No more algae but still some funk. Once the plants re- established i got strong growths, spikes and roots coming out of the bottom of the pots.


----------



## NYEric (Apr 9, 2021)

Hmmm, a picture is worth...
how do you keep the leca moist?


----------



## Silverwhisp (Apr 9, 2021)

Any idea why one almost never sees this cross referred to, at least in the US, under its RHS name, Phrag. Ainsworthii?


----------



## SlipperKing (Apr 10, 2021)

Silverwhisp said:


> Any idea why one almost never sees this cross referred to, at least in the US, under its RHS name, Phrag. Ainsworthii?


I have no good answer for your question. I know of the name Ainsworthii syn Calurum. All I can say of this ancient cross is, it predates the internet so sharing photos and names was limited to publications and local phrag growers. Currently there are very few growers of this cross i would imagine thus not posted on the web. Which would account for loss of alternate names. Just a guess, I don't know. I'm probably the only one posting this cross here on ST.


NYEric said:


> Hmmm, a picture is worth...
> how do you keep the leca moist?


I guess I need to post a few pics of this setup. I guess the water wicks up the leca the same as if the plant was in a semi hydro pot.

# [CHALLENGE]
In the orchid forum thread, what explanation does SlipperKing offer for why the cross is rarely referred to by its RHS name, Phrag. Ainsworthii? Answer in one to three sentences.

# [DATA SECTION]
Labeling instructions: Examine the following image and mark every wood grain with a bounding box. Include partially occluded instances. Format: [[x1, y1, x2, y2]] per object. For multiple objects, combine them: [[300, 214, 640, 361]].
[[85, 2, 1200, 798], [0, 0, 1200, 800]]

---

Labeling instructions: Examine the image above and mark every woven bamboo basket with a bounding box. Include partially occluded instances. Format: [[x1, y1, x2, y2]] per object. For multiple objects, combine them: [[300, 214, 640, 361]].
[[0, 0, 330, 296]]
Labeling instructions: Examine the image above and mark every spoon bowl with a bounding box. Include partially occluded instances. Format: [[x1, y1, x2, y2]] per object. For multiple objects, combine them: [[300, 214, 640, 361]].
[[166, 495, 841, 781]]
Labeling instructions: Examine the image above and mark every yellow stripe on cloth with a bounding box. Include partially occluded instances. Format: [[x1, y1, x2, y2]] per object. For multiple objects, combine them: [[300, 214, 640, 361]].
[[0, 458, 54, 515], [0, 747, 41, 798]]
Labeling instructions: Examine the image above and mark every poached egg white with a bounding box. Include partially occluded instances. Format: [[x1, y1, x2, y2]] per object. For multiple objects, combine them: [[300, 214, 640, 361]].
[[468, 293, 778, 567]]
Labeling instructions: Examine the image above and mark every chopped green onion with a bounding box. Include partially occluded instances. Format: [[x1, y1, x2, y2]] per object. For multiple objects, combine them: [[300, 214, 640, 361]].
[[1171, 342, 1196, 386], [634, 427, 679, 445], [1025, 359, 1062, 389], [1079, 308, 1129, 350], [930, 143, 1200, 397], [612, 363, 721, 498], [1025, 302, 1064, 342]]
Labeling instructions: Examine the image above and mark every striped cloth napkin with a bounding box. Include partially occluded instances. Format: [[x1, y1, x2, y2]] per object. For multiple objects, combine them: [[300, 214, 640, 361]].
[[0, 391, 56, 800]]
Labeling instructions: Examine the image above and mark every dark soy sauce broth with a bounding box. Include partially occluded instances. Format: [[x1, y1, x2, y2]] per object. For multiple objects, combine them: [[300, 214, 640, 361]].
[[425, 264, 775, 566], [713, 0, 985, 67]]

# [WRITTEN RESPONSE]
SlipperKing calls it a guess. Because this old cross predates the internet, photos and names were shared only through publications and among local phrag growers. Very few people grow it now, so it is not posted on the web, which would account for the loss of alternate names.